** begin Document segment **

This Entry presents general information about the recorder. If you want to learn to play one, go on over to the Entry How to Play the Recorder.
How Does it Work?
The recorder is a pipe, usually made from wood or plastic, with a mouthpiece at one end. You blow into a slot in the mouthpiece called the 'windway'. The air is directed against a hard edge called the 'labium' to produce a note. The note is then varied by covering or uncovering holes along the length of the pipe.
Recorders have eight holes along the pipe, including one thumbhole on the back and seven finger holes on the front. The lowest two holes are usually 'doubled'; that is, each hole actually consists of two smaller holes side by side, which are both covered by the one finger.
What's a Recorder and What's a Flute?
The word flute originally meant any sort of instrument that you blow into which uses a hard edge to make the sound. The recorder was a type of flute. Now, the word flute usually means the instrument which is held horizontally across your body. You blow sideways across the hole, using your lips to direct a stream of air against the edge of the hole. In a recorder, by comparison, the windway is positioned so that the air automatically hits the edge, so it is much easier to get a sound out of a recorder.
In other languages, the recorder is still called a flute. In French it is a flûte à bec or 'beaked flute'; in German it is a blockflöte or 'block flute' and in Italian, a flauto dolce or 'soft flute'.
What About the Flageolet?

** end Document segment **

> [Written exercise 1] According to the recorder text, what is the hard edge that the air is directed against called?
> [Written exercise 2] Set down the recorder text from "The recorder is a" up to and including "of the pipe.".
The records are not needed for any of this work.

** begin Supplied material **

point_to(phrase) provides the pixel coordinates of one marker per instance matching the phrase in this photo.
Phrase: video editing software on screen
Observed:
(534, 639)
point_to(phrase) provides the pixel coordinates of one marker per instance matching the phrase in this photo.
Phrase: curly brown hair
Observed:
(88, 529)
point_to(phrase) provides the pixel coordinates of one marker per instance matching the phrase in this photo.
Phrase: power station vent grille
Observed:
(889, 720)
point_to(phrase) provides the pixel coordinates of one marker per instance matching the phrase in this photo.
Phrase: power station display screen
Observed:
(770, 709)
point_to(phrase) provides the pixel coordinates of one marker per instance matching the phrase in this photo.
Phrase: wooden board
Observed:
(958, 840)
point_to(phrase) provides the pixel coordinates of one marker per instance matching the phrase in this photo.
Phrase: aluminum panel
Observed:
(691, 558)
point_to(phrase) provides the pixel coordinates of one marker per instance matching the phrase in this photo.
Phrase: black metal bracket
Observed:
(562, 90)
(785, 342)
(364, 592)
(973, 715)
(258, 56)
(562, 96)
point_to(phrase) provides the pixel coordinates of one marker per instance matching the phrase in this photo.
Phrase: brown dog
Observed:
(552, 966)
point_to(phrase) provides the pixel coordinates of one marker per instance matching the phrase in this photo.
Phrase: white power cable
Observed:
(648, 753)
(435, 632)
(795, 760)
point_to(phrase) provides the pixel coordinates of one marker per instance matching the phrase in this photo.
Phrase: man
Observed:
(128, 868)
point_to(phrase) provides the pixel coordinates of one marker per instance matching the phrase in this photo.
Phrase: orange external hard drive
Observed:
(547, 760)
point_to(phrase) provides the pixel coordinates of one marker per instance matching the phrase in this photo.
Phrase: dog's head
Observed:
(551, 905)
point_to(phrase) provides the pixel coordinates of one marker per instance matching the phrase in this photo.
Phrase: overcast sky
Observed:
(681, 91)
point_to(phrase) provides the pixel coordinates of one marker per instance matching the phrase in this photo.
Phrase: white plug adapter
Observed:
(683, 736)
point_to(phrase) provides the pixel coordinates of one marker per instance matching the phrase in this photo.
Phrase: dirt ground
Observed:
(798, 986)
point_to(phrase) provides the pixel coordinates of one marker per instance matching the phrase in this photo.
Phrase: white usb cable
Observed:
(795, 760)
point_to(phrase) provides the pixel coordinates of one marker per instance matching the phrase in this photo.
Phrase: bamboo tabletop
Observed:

** end Supplied material **

> [Written answer 1] It is called the labium.

> [Written answer 2]
The recorder is a pipe, usually made from wood or plastic, with a mouthpiece at one end. You blow into a slot in the mouthpiece called the 'windway'. The air is directed against a hard edge called the 'labium' to produce a note. The note is then varied by covering or uncovering holes along the length of the pipe.